* EXTRACT
▼
“Today I am worth”: K. Lorraine Graham’s Graph

Judith Goldman (bio)

The State University of New York at Buffalo

judithgo@buffalo.edu

 

In The Making of the Indebted Man, Maurizio Lazzarato presents “the increasing force of the creditor-debtor relationship” in the world remade by financial capitalism since the late 1970s (23). “Debt acts as a ‘capture,’ ‘predation,’ and ‘extraction’ machine on the whole of society,” he writes (29); “the creditor-debtor relation concerns the entirety of the current population as well as the population to come” (32). If, in the last chapter of Debt: The First 5,000 Years, David Graeber exculpates contemporary working-class debtors, subject to decreased wages and plied continually with credit opportunities, for incurring debt to live life above the level of mere survival, floating consumption as conviviality or social participation, Lazzarato perhaps more absolutely deindividuates debt, for in this neoliberal epoch it always already profoundly conditions any given economic circuit, whether one’s transactions are mediated by payment plan or not.[1]
 
One concern that emerges from these excerpts from K. Lorraine Graham’s Graph – with its unstinting demonstrations of the subject’s inextricability from debt, the degree to which debt saturates social relations – is the strange morphology of economic non-agency in debt culture, the extended mutations of (the alibi of) the sovereign subject of contractual exchange.  In this contemporary working class universe, a work “ethic” has become even less about sacrificing for the future than about a futurity already intractably mortgaged to or sold out for a still-precarious present: how to maneuver among seemingly non-negotiable vectors of hyper-exploitation that not only enjoin and profit from labor, but require life itself to be rented?  As Graham lays bare the intricacies of this ruthless system, she puts on display the surplus exactions of (gendered) affective labor, but more so the affect and social judgment generated around each reticulation of an ever-complexifying debt network.  What Graph finally portrays is not canny, street-smart manipulations of what exactly must be rendered – would-be debt-defying feats – but the very impossibility of being a “good” subject of debt, of navigating labyrinths designed to be so difficult to negotiate that the debtor, regardless of fidelity to dues, is dug continually deeper in arrears.
▲
* WORK TASK 1
List every book title that the essay on Graph names.
* WORK TASK 2
According to the essay on Graph, since when has financial capitalism been remaking the world?

* MATERIAL SUPPLIED
▼
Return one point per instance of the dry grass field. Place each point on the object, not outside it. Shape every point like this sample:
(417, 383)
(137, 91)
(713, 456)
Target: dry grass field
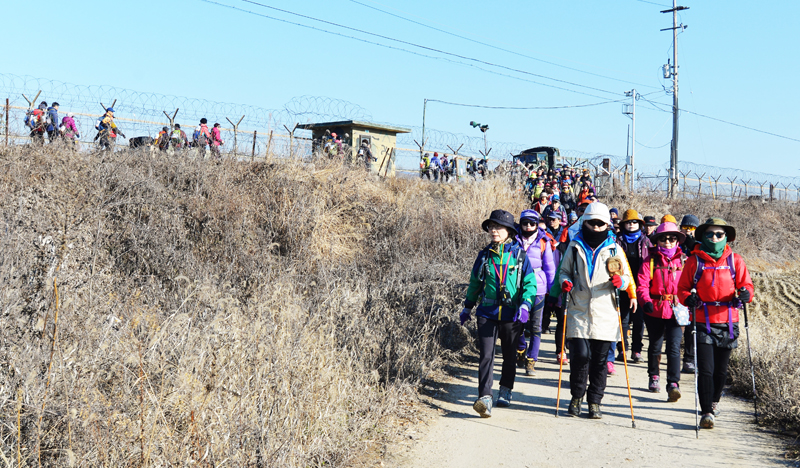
(166, 311)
▲
* WRITTEN SOLUTION 1
The Making of the Indebted Man; Debt: The First 5,000 Years; Graph

* WRITTEN SOLUTION 2
Since the late 1970s.